(Data records)

↓↓↓

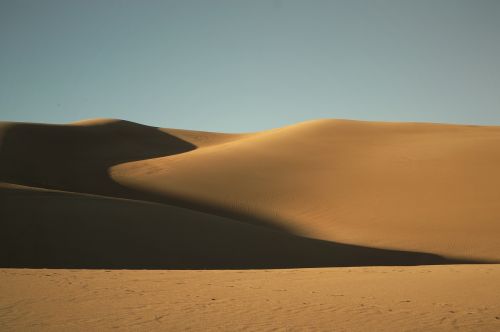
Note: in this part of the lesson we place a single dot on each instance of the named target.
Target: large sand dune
(112, 194)
(319, 193)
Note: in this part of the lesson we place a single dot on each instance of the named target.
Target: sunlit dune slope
(425, 188)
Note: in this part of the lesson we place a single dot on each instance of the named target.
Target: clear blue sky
(249, 65)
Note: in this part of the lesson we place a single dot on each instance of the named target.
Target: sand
(331, 201)
(422, 298)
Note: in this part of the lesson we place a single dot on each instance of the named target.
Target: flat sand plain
(419, 298)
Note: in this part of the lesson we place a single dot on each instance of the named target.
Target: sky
(239, 66)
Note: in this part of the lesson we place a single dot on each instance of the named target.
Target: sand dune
(112, 194)
(428, 190)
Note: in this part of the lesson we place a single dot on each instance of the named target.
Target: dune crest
(319, 193)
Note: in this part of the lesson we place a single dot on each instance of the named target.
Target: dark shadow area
(77, 159)
(64, 230)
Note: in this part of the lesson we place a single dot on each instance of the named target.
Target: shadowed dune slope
(53, 229)
(320, 193)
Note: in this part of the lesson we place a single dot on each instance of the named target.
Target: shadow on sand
(47, 229)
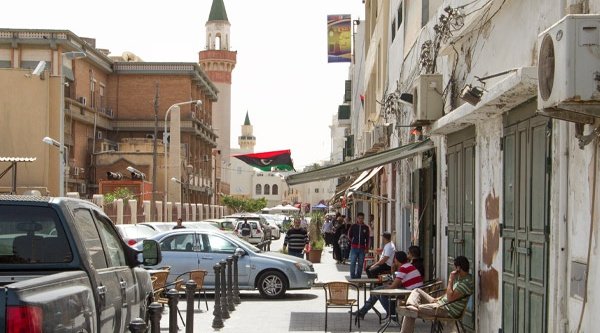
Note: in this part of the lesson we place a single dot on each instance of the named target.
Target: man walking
(384, 265)
(359, 245)
(296, 239)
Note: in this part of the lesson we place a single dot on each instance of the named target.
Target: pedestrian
(384, 264)
(179, 224)
(344, 243)
(328, 231)
(414, 255)
(296, 239)
(245, 230)
(407, 277)
(460, 285)
(359, 243)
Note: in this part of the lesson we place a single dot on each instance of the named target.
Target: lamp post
(165, 143)
(61, 139)
(64, 152)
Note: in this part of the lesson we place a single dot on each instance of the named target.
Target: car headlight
(302, 266)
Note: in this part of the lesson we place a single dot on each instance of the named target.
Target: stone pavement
(299, 311)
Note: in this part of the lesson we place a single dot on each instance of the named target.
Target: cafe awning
(360, 164)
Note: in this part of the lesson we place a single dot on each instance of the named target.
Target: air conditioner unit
(428, 104)
(569, 69)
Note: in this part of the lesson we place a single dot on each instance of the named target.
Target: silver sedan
(272, 273)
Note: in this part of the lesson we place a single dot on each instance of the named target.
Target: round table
(393, 294)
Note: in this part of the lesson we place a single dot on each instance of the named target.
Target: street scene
(294, 166)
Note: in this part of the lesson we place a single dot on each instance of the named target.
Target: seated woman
(407, 277)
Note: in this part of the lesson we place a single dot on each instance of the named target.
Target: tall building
(218, 62)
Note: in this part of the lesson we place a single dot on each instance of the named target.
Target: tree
(243, 204)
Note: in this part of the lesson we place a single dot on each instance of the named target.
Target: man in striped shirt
(296, 239)
(407, 277)
(451, 305)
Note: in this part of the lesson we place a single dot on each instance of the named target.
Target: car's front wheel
(272, 284)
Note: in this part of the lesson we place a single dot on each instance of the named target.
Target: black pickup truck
(64, 268)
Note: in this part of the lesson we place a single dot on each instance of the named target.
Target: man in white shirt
(384, 265)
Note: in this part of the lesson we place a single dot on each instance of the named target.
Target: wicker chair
(337, 295)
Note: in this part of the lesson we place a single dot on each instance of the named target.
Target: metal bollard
(236, 288)
(137, 326)
(190, 290)
(217, 321)
(155, 312)
(173, 298)
(230, 305)
(224, 306)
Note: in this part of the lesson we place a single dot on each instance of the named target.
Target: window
(181, 242)
(112, 242)
(87, 230)
(220, 245)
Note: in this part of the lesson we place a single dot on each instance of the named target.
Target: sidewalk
(298, 311)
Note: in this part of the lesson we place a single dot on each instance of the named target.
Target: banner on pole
(339, 38)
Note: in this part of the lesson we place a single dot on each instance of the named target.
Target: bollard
(217, 321)
(230, 305)
(236, 288)
(190, 290)
(155, 313)
(224, 306)
(137, 326)
(173, 297)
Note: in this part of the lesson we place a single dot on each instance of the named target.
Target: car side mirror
(240, 252)
(151, 253)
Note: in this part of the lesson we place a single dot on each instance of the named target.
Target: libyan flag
(271, 160)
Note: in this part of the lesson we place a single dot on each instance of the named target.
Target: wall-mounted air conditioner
(428, 104)
(569, 69)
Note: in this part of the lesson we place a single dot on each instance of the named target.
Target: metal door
(526, 147)
(461, 203)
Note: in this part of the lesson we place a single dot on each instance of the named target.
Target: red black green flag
(267, 161)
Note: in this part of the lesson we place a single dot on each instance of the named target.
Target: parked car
(133, 233)
(64, 268)
(166, 226)
(272, 273)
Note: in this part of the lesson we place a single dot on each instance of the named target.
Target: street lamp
(64, 151)
(165, 142)
(69, 55)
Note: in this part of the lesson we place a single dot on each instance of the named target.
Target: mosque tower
(247, 140)
(218, 62)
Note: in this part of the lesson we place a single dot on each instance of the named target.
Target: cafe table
(363, 282)
(397, 295)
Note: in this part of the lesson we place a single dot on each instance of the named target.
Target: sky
(282, 78)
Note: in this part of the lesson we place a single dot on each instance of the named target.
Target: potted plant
(315, 237)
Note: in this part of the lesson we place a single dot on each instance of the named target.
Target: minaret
(247, 140)
(218, 62)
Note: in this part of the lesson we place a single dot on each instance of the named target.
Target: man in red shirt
(407, 277)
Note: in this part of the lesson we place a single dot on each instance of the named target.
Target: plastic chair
(197, 276)
(337, 295)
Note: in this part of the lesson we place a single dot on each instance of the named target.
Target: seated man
(407, 277)
(460, 283)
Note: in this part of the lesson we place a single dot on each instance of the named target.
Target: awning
(360, 182)
(360, 164)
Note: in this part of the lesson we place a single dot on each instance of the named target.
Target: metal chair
(197, 276)
(337, 295)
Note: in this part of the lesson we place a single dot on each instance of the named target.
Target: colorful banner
(339, 38)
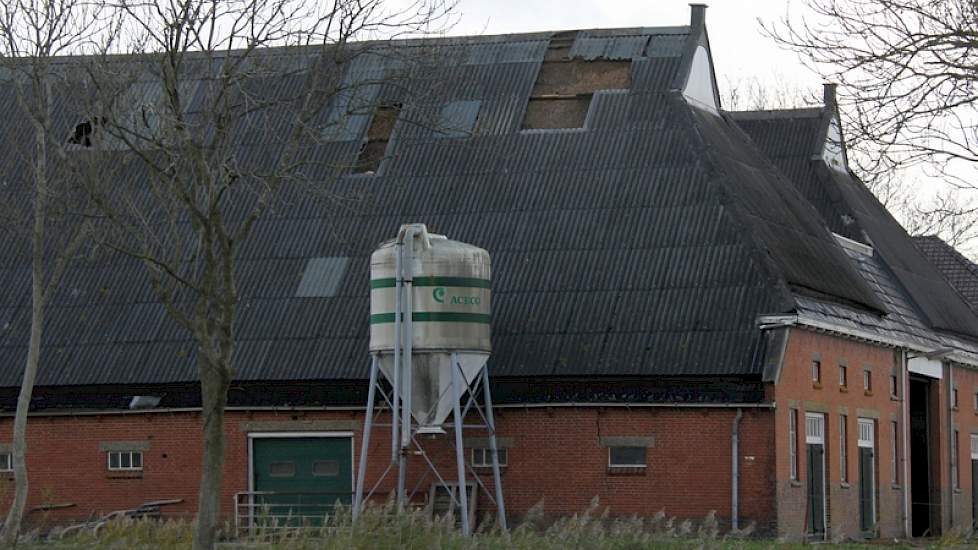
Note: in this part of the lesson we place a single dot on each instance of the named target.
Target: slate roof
(791, 138)
(646, 244)
(959, 271)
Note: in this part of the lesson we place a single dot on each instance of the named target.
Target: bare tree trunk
(11, 527)
(214, 384)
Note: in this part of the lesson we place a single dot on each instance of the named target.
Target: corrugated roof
(961, 272)
(792, 138)
(646, 244)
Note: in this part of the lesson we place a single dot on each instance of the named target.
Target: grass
(383, 528)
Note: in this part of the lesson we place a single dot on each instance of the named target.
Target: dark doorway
(867, 474)
(816, 491)
(922, 502)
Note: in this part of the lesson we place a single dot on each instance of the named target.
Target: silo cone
(450, 313)
(431, 383)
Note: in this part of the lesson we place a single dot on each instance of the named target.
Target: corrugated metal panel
(322, 277)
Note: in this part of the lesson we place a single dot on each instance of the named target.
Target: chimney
(697, 18)
(828, 95)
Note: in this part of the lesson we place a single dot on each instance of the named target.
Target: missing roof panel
(564, 86)
(374, 149)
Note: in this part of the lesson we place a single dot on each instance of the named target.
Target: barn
(693, 310)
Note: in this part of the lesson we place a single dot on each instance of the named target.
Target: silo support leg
(459, 451)
(493, 449)
(365, 438)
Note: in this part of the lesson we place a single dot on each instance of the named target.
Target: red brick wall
(796, 389)
(556, 458)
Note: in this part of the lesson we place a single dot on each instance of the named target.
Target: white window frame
(120, 468)
(814, 428)
(502, 455)
(643, 465)
(843, 448)
(793, 443)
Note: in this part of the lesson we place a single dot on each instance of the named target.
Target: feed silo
(430, 300)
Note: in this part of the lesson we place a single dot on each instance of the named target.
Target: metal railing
(267, 512)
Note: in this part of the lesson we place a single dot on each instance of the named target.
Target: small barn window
(374, 149)
(326, 468)
(281, 469)
(125, 461)
(482, 457)
(626, 457)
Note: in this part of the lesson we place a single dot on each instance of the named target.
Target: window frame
(645, 456)
(120, 468)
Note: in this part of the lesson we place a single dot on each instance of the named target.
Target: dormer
(697, 81)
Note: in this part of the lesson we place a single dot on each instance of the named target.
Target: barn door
(815, 439)
(867, 475)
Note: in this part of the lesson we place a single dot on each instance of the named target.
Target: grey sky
(739, 48)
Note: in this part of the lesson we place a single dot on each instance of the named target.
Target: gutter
(766, 322)
(735, 469)
(358, 408)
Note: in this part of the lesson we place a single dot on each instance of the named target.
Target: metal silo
(430, 312)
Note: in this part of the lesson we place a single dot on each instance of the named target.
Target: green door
(298, 480)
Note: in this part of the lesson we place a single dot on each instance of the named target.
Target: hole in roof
(374, 149)
(565, 86)
(85, 131)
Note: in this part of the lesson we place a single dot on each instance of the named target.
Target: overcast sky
(739, 48)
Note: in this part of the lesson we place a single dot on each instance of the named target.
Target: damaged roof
(647, 242)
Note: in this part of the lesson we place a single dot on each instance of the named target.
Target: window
(894, 452)
(843, 449)
(793, 442)
(482, 457)
(955, 460)
(326, 468)
(281, 469)
(125, 461)
(626, 457)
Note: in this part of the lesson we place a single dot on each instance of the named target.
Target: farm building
(693, 310)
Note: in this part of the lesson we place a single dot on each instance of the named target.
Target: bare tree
(907, 77)
(218, 106)
(32, 34)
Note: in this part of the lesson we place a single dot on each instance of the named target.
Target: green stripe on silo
(435, 316)
(464, 282)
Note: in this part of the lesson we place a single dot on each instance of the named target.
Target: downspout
(950, 444)
(905, 414)
(735, 477)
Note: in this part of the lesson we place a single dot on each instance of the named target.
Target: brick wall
(556, 458)
(797, 389)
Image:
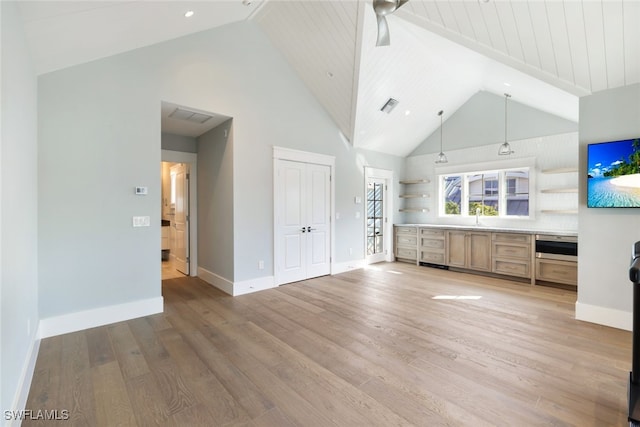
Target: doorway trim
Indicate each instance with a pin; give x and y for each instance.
(282, 153)
(192, 160)
(387, 176)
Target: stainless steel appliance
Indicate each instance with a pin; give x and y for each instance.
(557, 247)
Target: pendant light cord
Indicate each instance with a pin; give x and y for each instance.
(506, 98)
(440, 114)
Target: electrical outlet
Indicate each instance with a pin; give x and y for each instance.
(141, 221)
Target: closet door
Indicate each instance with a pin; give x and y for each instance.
(303, 238)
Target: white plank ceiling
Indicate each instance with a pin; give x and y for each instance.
(546, 53)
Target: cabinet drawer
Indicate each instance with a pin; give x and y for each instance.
(432, 257)
(512, 237)
(431, 243)
(512, 268)
(511, 251)
(406, 253)
(406, 230)
(557, 271)
(432, 234)
(402, 240)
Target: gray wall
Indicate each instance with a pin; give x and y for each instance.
(606, 235)
(185, 144)
(18, 206)
(215, 201)
(86, 205)
(480, 121)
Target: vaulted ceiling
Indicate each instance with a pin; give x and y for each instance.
(544, 53)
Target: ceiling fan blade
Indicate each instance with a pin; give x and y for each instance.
(400, 3)
(383, 32)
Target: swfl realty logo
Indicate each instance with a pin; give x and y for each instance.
(40, 414)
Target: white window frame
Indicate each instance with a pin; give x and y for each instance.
(502, 167)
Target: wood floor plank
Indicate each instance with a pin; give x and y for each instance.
(146, 398)
(235, 382)
(205, 386)
(77, 387)
(113, 407)
(100, 350)
(45, 392)
(371, 347)
(130, 358)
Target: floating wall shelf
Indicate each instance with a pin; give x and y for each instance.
(413, 210)
(414, 196)
(415, 181)
(560, 170)
(560, 190)
(561, 211)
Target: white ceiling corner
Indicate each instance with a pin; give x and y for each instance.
(550, 52)
(318, 39)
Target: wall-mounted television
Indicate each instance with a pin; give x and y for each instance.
(614, 174)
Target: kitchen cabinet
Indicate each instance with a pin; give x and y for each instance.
(469, 249)
(557, 271)
(406, 243)
(432, 246)
(511, 254)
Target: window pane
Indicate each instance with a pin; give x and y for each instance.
(518, 192)
(481, 191)
(452, 192)
(483, 194)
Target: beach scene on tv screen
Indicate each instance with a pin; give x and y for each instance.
(614, 174)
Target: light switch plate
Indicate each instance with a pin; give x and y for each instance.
(141, 221)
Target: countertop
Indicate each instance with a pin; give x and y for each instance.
(488, 228)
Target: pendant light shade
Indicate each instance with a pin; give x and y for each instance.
(442, 158)
(505, 148)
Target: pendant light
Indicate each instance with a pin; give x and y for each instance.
(505, 148)
(441, 157)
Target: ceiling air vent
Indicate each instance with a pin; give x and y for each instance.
(190, 116)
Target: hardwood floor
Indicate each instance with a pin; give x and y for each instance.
(395, 344)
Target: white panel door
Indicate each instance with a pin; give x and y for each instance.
(180, 186)
(303, 237)
(318, 236)
(291, 224)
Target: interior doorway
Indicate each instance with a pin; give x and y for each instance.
(179, 240)
(379, 211)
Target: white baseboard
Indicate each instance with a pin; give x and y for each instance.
(216, 281)
(253, 285)
(236, 288)
(80, 320)
(604, 316)
(342, 267)
(24, 384)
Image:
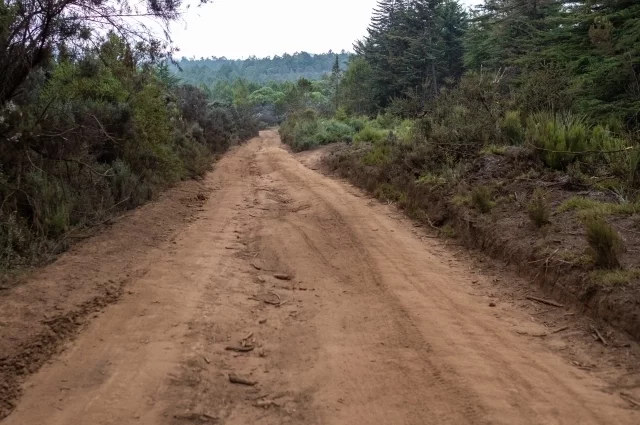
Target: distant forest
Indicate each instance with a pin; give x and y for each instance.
(288, 67)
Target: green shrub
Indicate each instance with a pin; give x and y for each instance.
(591, 208)
(538, 209)
(604, 242)
(558, 137)
(493, 150)
(512, 127)
(337, 131)
(371, 134)
(378, 155)
(482, 199)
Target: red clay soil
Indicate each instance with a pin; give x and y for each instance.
(374, 323)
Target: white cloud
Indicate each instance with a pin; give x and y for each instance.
(241, 28)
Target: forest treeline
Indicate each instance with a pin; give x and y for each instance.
(209, 71)
(92, 121)
(548, 91)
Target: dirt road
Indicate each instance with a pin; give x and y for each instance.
(353, 318)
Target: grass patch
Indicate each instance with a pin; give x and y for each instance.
(538, 209)
(610, 278)
(482, 199)
(493, 150)
(591, 208)
(605, 243)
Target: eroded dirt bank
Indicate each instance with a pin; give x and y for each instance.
(353, 317)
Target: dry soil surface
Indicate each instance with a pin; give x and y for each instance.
(346, 316)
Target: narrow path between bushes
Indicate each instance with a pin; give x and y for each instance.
(321, 307)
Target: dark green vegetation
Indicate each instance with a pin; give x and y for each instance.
(92, 122)
(515, 126)
(287, 67)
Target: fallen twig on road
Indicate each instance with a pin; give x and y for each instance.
(599, 335)
(235, 379)
(547, 302)
(246, 349)
(627, 397)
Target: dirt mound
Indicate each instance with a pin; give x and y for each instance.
(43, 309)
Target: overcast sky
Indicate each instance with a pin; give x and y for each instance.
(241, 28)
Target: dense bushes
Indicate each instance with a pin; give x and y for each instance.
(306, 131)
(97, 133)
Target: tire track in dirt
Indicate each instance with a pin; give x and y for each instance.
(375, 325)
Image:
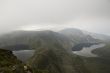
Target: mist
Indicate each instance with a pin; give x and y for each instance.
(89, 15)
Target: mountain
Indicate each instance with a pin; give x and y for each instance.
(53, 51)
(102, 37)
(77, 36)
(8, 61)
(55, 59)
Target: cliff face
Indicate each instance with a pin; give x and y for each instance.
(8, 61)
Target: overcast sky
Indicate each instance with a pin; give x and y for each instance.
(89, 15)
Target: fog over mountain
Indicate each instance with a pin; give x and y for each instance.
(89, 15)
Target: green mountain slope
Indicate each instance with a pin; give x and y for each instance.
(8, 61)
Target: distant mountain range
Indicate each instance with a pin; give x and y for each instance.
(53, 50)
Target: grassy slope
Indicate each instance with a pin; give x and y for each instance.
(7, 61)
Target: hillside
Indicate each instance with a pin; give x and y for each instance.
(8, 61)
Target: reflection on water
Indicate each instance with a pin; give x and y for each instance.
(24, 55)
(87, 51)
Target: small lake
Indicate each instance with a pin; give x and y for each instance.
(87, 51)
(23, 55)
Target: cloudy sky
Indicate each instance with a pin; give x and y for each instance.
(89, 15)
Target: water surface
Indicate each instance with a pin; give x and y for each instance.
(87, 51)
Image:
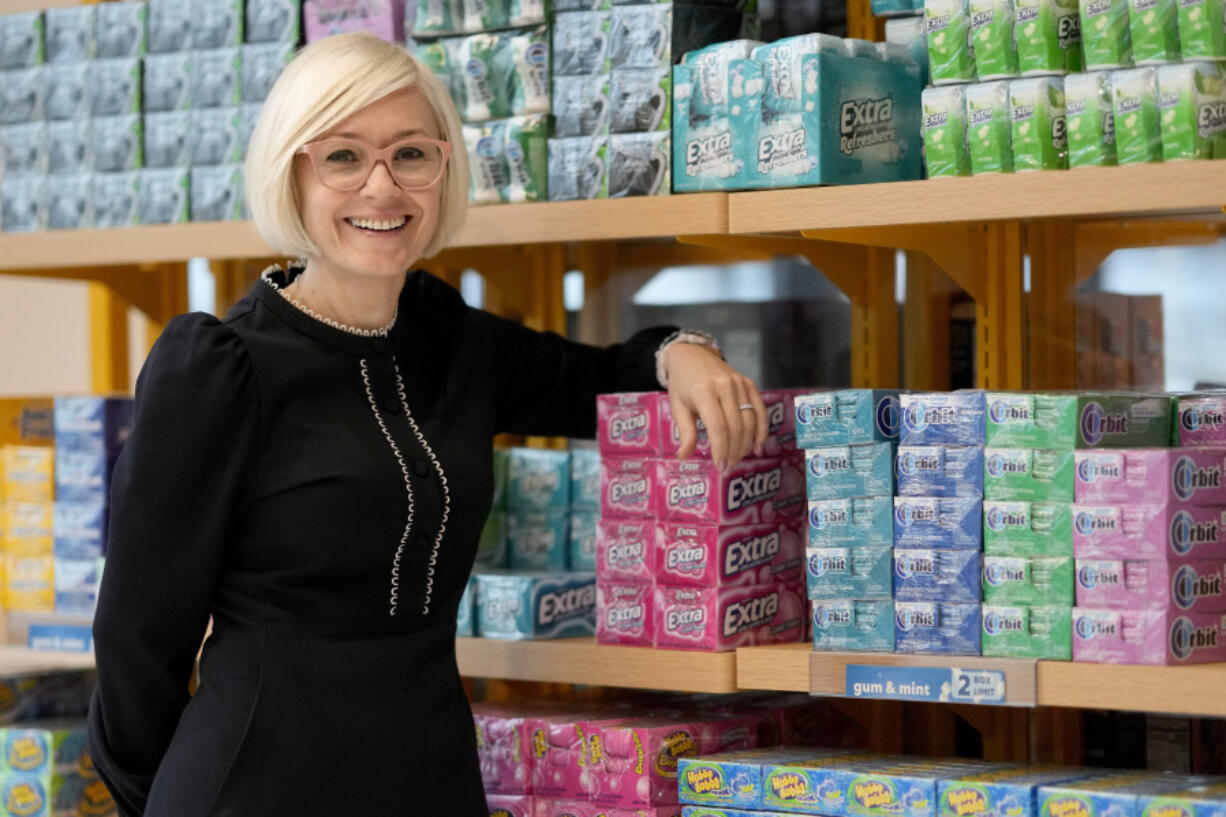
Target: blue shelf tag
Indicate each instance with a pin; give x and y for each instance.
(950, 685)
(60, 638)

↑↑↑

Exercise aim
From the entries, copy out each line containing the word "forest".

Solution to the exercise
Target: distant forest
Target: forest treeline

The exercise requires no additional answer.